- [Short exercise 1]
Identify each line in the records below that contains the string "mural", and copy those lines.

- [Extract to read]
start
Beginning with the notion that culture is a necessary evil, David Pollack argues that since the self (already a culturally determined option) emerges through a process of inclusion and exclusion, the study of other cultures is never innocent. This is not a new idea. However, Pollack frames the issue in way that actually opens up new possibilities for the present discourse on culture. To read against culture is to be able to stand "simultaneously inside and outside" of one's own and that of the Other. This requires us "to accept and simultaneously to resist culture's distinctive maneuver of including the one always at the price of excluding the other."
This is a call to hold all human possibilities in one's mind at the same time. As the author admits, it is not an easy task. But it is worth a try, since this state is the very balm of cultural relativity, a notion that Pollack would accept as a truism. How else could we know culture if not in a relative sense? Holding to this higher, rigorously imaginative standard, Pollack finds Roland Barthes's understanding of Japan too clear in its motivation to find a not-France. And for similar reasons, he must read Edward Said's brand of orientalism as "pathetic" in a literal sense, that is, engendering pity rather than understanding. True understanding is "dialectical free play." It is our embrace of "heterogeneity" or "living generously with all but homicidal difference." The end of cultural reading is, then, accepting everything but murder, a statement that stops just short of the absurd since the author is, after all, giving us tools for taking ideas apart rather than for putting a society together.
end
- [Short exercise 2]
List every person the passage on reading against culture mentions by name.

Point labeling examples
start
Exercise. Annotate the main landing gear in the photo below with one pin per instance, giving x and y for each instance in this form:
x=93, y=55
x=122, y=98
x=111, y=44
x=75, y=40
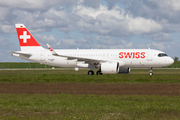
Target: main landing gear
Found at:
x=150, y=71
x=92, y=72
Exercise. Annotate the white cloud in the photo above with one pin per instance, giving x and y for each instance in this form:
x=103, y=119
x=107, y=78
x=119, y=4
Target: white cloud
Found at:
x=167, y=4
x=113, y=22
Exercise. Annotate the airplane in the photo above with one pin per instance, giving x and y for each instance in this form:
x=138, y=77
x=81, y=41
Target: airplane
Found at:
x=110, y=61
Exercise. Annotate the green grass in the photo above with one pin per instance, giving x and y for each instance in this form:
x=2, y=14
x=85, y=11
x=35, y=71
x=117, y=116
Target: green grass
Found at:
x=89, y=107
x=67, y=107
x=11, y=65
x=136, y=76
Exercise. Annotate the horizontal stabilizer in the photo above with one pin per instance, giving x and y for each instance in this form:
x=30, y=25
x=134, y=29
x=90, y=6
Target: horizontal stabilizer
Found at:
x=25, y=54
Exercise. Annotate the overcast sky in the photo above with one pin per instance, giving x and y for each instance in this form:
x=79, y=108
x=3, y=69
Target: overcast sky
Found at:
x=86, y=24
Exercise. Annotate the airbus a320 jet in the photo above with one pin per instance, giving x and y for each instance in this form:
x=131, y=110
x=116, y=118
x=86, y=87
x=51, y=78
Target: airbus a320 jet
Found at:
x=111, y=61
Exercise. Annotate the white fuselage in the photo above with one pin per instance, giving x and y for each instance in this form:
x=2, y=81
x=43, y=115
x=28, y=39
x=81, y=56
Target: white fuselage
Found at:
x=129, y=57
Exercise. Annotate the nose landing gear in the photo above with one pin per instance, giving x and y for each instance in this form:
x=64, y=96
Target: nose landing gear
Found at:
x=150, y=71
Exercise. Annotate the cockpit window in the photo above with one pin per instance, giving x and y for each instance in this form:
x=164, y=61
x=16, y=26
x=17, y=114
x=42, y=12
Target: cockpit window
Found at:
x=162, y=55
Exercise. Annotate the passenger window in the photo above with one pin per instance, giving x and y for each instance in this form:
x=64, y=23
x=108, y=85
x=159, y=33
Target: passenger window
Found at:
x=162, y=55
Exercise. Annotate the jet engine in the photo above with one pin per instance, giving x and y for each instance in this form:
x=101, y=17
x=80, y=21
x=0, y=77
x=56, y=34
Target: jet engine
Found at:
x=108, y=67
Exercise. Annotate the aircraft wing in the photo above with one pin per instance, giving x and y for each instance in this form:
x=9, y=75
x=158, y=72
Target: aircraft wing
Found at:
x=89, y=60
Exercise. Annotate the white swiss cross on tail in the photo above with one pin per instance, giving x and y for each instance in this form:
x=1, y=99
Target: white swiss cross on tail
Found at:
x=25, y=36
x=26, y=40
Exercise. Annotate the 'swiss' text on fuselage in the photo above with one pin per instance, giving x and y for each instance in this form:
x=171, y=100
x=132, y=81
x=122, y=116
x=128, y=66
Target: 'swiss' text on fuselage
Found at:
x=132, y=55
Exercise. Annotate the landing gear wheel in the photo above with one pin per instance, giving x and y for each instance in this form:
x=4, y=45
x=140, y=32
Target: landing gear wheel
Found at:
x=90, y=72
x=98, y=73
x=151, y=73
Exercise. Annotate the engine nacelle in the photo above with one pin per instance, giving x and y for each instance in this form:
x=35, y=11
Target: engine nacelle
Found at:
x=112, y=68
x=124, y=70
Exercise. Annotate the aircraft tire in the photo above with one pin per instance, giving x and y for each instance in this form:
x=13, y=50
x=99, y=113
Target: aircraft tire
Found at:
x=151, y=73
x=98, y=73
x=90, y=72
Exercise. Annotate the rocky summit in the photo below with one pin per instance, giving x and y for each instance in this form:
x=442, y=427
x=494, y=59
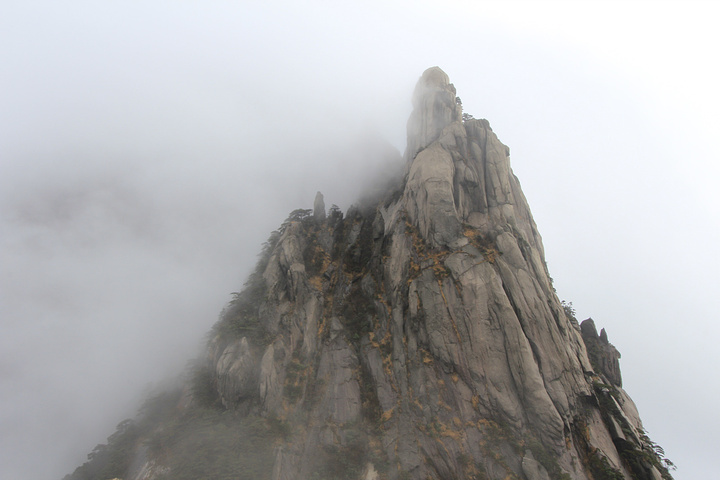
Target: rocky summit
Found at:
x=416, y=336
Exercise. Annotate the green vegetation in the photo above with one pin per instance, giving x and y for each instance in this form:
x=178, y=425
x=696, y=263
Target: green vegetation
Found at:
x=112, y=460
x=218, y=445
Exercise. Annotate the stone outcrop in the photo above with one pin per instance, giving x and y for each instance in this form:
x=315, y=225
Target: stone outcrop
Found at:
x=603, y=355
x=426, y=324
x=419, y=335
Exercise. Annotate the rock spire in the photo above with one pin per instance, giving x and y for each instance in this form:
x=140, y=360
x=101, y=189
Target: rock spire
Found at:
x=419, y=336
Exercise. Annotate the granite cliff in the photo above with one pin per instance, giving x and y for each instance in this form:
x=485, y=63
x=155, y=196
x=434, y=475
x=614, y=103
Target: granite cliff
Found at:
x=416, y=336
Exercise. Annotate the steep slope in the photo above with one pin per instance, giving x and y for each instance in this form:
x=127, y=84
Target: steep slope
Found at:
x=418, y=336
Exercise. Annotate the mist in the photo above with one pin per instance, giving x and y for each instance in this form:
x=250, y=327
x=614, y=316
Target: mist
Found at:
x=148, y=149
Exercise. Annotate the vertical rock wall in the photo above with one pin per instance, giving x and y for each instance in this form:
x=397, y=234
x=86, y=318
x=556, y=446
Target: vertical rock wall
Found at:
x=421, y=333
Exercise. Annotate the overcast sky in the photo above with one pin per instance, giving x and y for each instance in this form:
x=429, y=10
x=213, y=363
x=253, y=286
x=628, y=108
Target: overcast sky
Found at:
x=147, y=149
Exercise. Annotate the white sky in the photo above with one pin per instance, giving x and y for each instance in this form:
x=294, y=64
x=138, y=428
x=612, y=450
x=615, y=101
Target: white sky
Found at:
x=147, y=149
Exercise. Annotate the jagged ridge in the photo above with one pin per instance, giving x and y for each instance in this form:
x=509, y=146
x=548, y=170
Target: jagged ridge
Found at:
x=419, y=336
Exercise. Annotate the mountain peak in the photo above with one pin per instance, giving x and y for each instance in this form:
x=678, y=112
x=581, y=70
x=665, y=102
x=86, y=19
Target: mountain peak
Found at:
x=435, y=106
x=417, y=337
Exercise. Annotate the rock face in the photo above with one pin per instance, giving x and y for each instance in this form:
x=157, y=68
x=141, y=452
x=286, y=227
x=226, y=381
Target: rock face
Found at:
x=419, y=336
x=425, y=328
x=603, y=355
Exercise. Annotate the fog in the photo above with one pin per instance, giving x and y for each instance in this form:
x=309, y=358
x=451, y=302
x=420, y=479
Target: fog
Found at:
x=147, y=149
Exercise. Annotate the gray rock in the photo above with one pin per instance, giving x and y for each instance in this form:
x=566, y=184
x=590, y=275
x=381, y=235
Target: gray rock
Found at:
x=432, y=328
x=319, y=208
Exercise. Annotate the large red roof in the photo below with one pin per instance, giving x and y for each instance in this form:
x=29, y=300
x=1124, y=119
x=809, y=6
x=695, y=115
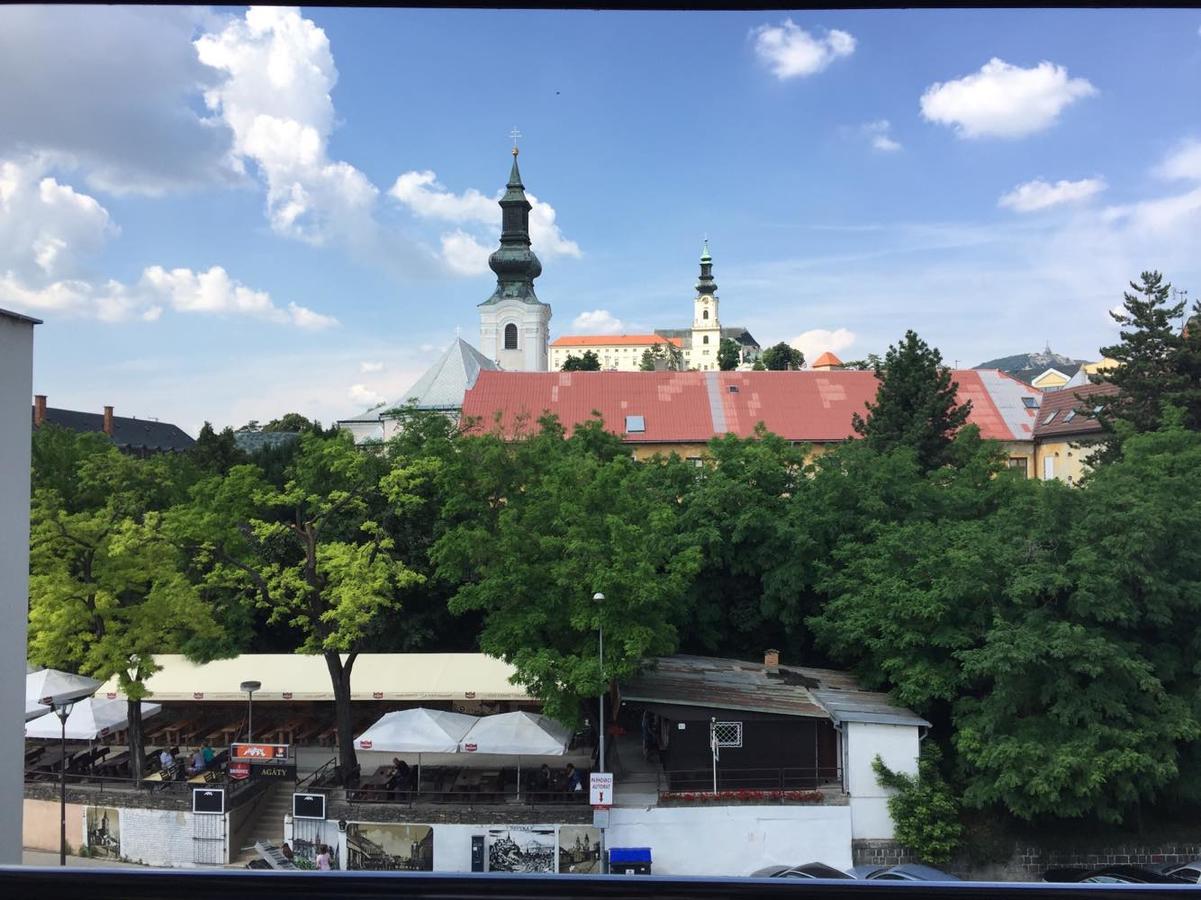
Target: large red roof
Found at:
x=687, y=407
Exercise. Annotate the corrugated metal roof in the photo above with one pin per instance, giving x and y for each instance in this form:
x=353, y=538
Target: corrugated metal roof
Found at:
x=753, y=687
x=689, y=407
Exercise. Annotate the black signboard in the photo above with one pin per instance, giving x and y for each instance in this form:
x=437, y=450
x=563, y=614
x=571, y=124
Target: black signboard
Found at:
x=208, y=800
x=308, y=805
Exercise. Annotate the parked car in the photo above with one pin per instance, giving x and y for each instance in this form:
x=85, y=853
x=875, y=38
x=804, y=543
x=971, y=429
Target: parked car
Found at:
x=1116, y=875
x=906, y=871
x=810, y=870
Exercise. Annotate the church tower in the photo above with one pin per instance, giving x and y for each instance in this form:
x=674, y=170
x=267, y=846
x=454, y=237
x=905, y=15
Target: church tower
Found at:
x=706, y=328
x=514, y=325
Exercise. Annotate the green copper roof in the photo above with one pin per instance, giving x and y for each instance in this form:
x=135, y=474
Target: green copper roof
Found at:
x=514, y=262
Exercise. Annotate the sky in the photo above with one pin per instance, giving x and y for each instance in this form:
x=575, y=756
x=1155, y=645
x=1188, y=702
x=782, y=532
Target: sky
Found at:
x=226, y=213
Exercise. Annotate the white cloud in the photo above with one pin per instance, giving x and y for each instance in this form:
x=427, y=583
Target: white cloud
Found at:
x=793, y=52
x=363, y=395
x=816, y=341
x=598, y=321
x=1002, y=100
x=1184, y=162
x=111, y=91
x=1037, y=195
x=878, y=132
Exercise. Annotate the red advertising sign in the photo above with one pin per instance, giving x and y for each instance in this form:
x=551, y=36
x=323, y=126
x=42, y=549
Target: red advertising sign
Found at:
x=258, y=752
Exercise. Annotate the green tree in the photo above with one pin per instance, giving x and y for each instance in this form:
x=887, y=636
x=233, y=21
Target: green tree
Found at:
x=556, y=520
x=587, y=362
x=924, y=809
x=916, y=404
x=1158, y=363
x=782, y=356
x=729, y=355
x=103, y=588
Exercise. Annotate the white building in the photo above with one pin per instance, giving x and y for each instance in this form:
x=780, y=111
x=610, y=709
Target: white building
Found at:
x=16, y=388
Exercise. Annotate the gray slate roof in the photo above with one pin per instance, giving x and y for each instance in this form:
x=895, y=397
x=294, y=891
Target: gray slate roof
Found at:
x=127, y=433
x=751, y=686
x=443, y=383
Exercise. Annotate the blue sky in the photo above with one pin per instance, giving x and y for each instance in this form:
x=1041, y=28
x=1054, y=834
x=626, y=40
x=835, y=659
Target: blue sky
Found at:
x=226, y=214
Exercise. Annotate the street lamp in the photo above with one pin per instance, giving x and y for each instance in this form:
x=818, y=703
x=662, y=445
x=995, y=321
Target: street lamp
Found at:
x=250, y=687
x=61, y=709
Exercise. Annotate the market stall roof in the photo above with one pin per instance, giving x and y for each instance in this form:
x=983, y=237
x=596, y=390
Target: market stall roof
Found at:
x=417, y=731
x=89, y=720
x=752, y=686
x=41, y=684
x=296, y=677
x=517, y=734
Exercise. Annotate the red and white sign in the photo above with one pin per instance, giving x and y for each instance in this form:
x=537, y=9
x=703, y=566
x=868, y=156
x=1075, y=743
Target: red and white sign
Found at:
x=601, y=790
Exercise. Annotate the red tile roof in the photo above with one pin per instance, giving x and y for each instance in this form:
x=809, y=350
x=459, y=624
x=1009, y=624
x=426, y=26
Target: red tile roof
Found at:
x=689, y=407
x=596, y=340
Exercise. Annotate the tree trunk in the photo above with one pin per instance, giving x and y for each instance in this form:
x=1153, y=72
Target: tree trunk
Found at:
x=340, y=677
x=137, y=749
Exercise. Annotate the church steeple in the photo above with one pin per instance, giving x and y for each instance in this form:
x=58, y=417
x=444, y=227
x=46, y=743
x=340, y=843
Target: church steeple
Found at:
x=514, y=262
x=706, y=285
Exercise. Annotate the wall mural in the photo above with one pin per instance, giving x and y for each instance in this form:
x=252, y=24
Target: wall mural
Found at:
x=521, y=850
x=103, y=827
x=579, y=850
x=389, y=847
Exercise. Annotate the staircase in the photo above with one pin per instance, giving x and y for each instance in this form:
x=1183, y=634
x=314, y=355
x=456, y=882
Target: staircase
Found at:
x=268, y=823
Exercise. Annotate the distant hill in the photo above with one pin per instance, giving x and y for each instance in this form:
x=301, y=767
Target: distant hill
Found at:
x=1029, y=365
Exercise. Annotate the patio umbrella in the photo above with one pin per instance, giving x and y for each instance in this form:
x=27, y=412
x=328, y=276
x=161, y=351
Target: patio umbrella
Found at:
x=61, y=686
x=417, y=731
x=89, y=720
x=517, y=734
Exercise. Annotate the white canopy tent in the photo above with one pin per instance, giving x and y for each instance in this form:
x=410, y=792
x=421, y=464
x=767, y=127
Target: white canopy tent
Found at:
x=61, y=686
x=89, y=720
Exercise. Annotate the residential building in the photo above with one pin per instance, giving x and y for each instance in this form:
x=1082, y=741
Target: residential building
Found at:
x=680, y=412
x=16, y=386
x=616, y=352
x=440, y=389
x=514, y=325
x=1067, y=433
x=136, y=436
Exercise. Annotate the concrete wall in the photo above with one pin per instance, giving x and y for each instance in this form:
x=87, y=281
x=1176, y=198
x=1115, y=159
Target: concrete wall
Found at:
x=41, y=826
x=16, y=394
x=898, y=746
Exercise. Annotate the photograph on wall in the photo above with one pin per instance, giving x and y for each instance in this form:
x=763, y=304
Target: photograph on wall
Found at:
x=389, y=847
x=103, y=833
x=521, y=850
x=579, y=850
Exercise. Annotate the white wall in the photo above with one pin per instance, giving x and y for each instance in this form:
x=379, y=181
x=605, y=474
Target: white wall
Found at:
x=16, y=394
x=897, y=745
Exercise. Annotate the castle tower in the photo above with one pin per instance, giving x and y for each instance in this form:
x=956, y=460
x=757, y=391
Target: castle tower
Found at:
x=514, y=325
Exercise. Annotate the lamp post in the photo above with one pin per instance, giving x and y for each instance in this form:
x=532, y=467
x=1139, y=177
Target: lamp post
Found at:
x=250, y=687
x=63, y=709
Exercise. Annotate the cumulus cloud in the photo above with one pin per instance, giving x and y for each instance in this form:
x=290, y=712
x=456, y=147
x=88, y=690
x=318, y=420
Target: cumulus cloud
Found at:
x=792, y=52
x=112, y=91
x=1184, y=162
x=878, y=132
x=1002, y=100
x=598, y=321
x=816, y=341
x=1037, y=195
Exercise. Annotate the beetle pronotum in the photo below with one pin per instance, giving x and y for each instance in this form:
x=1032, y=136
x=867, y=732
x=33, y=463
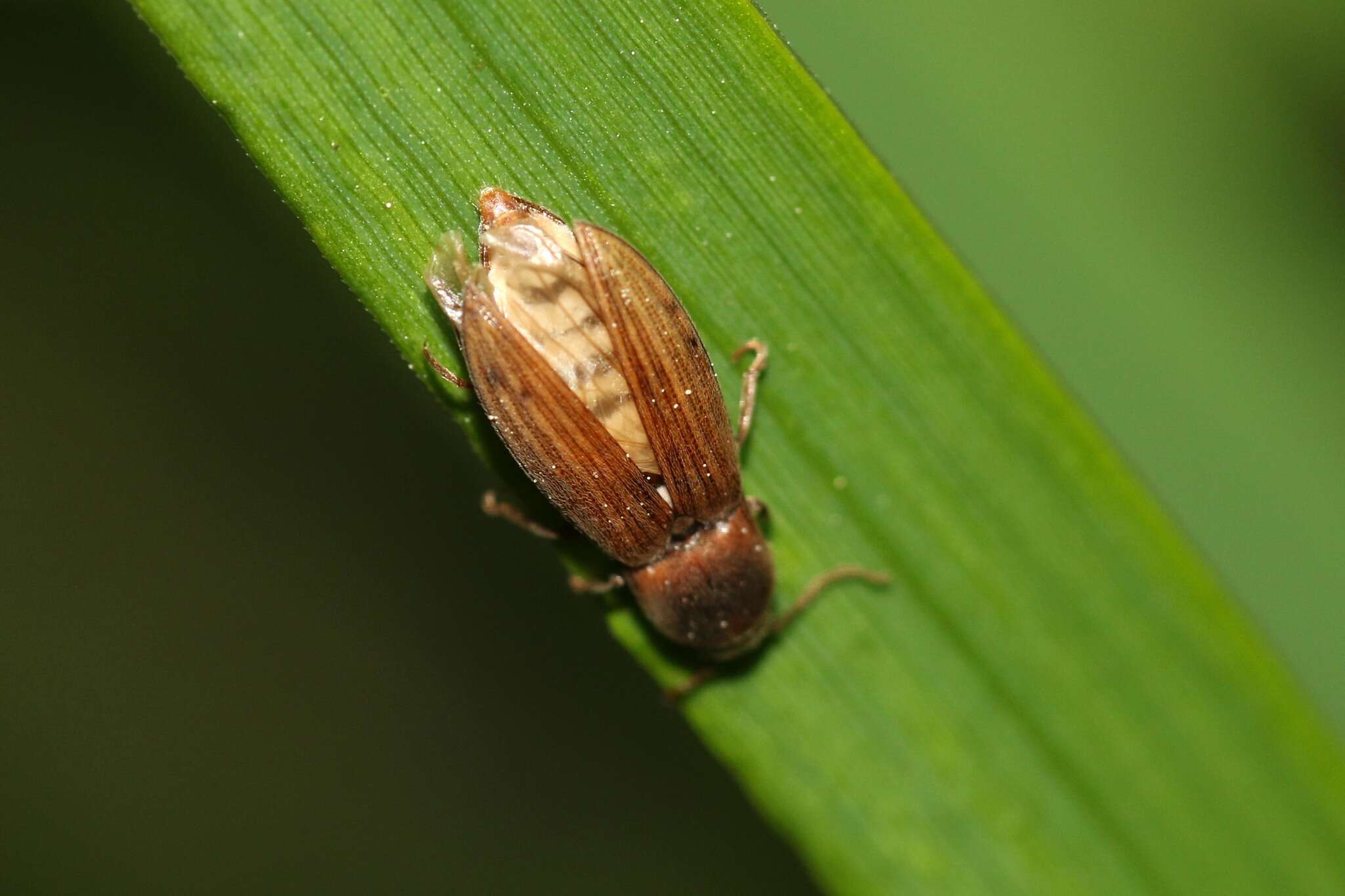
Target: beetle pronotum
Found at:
end
- [Complete output 1]
Exercise. Annotate the wall mural in the photo above with one pin per instance, giving x and y for each instance in this form:
Target: wall mural

- [Complete output 2]
David Pollack, Roland Barthes, Edward Said